─── EXCERPTED RECORDS ───

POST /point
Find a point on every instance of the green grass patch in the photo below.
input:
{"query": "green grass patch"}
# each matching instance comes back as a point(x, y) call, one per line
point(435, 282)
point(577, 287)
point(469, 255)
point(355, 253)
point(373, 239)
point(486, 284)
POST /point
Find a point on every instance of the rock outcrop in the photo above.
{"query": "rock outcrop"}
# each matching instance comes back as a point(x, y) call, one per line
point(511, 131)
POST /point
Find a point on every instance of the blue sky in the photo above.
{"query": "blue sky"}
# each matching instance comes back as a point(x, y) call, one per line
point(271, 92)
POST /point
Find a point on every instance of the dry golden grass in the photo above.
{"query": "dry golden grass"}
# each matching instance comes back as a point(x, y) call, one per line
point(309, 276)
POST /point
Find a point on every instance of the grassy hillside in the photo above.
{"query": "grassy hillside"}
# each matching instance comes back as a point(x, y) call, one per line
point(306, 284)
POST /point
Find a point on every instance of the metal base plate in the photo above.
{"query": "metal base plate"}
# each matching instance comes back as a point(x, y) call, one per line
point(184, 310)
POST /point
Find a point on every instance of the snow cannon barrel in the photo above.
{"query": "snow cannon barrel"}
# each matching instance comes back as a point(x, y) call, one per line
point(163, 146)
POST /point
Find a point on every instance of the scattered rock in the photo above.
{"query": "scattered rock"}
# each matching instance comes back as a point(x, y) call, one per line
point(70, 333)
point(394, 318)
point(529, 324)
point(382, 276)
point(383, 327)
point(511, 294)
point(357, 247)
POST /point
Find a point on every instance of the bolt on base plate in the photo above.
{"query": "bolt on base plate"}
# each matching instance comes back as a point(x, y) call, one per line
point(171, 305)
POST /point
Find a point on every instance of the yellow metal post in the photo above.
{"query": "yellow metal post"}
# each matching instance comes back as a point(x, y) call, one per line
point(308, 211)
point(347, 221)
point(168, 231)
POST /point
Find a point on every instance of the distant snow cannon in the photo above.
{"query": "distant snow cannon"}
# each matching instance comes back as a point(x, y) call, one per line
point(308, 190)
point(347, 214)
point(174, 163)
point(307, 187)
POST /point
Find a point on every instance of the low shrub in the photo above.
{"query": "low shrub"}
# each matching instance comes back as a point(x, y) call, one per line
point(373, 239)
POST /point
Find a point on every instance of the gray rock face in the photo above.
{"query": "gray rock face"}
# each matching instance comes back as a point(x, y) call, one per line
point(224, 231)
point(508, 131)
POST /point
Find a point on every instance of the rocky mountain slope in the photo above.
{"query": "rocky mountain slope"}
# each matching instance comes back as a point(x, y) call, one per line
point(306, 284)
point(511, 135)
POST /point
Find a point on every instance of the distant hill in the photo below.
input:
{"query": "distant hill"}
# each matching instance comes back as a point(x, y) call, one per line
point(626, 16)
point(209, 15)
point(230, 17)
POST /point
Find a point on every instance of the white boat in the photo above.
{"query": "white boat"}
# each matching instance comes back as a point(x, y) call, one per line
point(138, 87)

───

PROBLEM DETAILS:
Reproduce the entries from the first line through the line containing "point(309, 276)", both included, keeping every request line. In each point(x, y) answer, multiply both coordinates by 2.25 and round to the nearest whole number, with halves rounded up.

THE SOLUTION:
POST /point
Find a point on every instance of the green grass patch in the photo below.
input:
{"query": "green grass patch"}
# each matching instance comes back as a point(x, y) call, one per line
point(979, 635)
point(1298, 646)
point(1055, 574)
point(799, 569)
point(839, 538)
point(1094, 639)
POST /point
Find a point on every instance of the rock outcrop in the photo above.
{"query": "rock outcrop"}
# each matching instance comes back as a point(x, y) call, one per line
point(1150, 295)
POST /point
Find a point on every instance of the blue sky in the photo above.
{"query": "blue sky"}
# each matching instance comes back as a point(x, y) call, one per line
point(610, 207)
POST /point
Find a point on every instance of the dry golden grass in the photo above.
{"query": "dry golden grass"}
# each matching instance comes back as a point(x, y) call, one per line
point(695, 621)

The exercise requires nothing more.